Exercise aim | Could you copy every record exactly as it appears?

Stored data entries |
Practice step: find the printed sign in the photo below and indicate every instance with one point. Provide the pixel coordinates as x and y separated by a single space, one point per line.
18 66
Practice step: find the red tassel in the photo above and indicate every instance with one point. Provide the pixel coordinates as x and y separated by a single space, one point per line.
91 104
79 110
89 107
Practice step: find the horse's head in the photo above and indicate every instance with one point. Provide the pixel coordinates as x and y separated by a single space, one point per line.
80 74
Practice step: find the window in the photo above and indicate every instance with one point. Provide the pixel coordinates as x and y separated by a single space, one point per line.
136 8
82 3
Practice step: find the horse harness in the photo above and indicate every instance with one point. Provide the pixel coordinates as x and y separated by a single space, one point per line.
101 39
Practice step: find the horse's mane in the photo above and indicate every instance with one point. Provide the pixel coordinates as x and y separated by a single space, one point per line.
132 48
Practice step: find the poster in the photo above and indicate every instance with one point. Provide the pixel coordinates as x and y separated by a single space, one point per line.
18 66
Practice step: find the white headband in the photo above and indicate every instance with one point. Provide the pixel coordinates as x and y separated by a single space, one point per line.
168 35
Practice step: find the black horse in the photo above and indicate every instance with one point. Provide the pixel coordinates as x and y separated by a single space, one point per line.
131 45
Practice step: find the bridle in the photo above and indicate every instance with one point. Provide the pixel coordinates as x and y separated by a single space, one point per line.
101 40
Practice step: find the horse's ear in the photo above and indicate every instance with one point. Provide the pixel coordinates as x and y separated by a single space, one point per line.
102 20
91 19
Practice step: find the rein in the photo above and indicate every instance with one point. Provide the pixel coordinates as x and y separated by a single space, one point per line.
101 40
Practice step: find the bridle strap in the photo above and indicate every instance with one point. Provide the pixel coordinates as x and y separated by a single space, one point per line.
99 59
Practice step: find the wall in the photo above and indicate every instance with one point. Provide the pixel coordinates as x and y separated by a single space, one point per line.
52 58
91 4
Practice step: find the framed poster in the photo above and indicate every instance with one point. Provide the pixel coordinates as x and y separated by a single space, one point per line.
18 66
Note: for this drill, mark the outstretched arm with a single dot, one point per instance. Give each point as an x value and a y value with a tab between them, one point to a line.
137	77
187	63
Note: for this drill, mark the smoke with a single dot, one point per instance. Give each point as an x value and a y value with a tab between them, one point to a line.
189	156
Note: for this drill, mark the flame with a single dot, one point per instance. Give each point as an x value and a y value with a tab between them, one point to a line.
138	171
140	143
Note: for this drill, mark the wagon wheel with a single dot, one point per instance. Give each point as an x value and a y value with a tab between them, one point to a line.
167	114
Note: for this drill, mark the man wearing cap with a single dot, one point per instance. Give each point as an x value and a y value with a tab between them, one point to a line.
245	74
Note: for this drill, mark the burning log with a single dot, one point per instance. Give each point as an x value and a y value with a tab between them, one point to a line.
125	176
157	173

Response for this exercise |
Practice step: find the printed sign in the photo below and indicate every instance with one point. Provide the pixel coordinates as x and y separated by a single space, one point per line.
18 66
Practice step: find the red tassel in the photo above and indicate every instance with one point. Provide the pixel coordinates as x and y separated by a single space, one point per line.
91 104
79 110
89 107
Practice step: find the horse's head in the photo above and indicate every instance with one point. Provide the pixel coordinates as x and y separated by a single space, one point per line.
80 74
Practice step: find the window in the photo above and indicate every instance with one point. Provide the pixel coordinates as x and y separated by a single space, one point per line.
136 8
82 3
Practice step: find the horse harness in the photo above and indicate every instance with one point. Provide the pixel coordinates as x and y separated by a single space, one point per line.
101 39
Practice step: find the horse's mane in the photo above and indicate every instance with one point. Provide the pixel coordinates as x and y separated by a single space, one point per line.
132 48
Practice step: find the poster in the photo above and indicate every instance with one point. Provide the pixel coordinates as x and y separated by a single space, one point per line.
18 66
Practice step: find the white headband in the photo above and indicate every instance with one point. Provide the pixel coordinates as x and y separated by a single space, one point per line.
168 35
Practice step: find the black horse in the photo above and indicate every instance with one point. Provide the pixel coordinates as x and y separated by a single space, one point per line.
131 45
Practice step: find the bridle in the photo above and indicate every instance with one point. Provide the pixel coordinates as x and y separated by a single space, one point per line.
101 40
Practice step: find the horse's ear in the photo above and indicate every instance with one point. Provide the pixel coordinates as x and y separated by a single space, one point per line.
102 20
91 19
Practice step: find the rein in the photo above and indicate every instance with one point. Provide the pixel coordinates as x and y separated by a single space, one point per line.
101 40
Practice step: find the bridle strap in the photo above and indicate every instance with one point. Provide the pixel coordinates as x and y separated by a single space, one point per line.
99 59
Practice step: find the wall in the photo above and indicate every instance with one point. Provide the pixel coordinates as x and y separated by a single space, one point per line.
52 58
91 4
Practice step: find the framed poster in the photo above and indicate every instance with one point. Provide the pixel coordinates as x and y separated by a single space, one point per line.
18 66
Note: for this drill, mark the outstretched arm with a single dot, one point per instance. Give each point as an x value and a y value with a tab between them, one point to a line.
137	77
187	63
Note: for this drill, mark the smoke with a single dot, one point per instance. Give each point as an x value and a y value with a tab between them, one point to a line.
189	156
Note: for this drill, mark the flame with a single dot, one point per instance. Give each point as an x value and a y value with a tab between them, one point to a line.
138	171
140	143
Note: for this drill, mark the wagon wheel with a single dot, one point per instance. Give each point as an x value and a y value with a tab between them, one point to a line.
167	114
Note: for this drill, mark the man wearing cap with a single dot, one point per instance. Give each point as an x value and a y value with a tab between them, one point to a line.
245	74
Note: for this drill, mark the burning log with a single dot, one point per instance. Give each point as an x value and a y value with a tab between them, one point to a line.
125	176
157	173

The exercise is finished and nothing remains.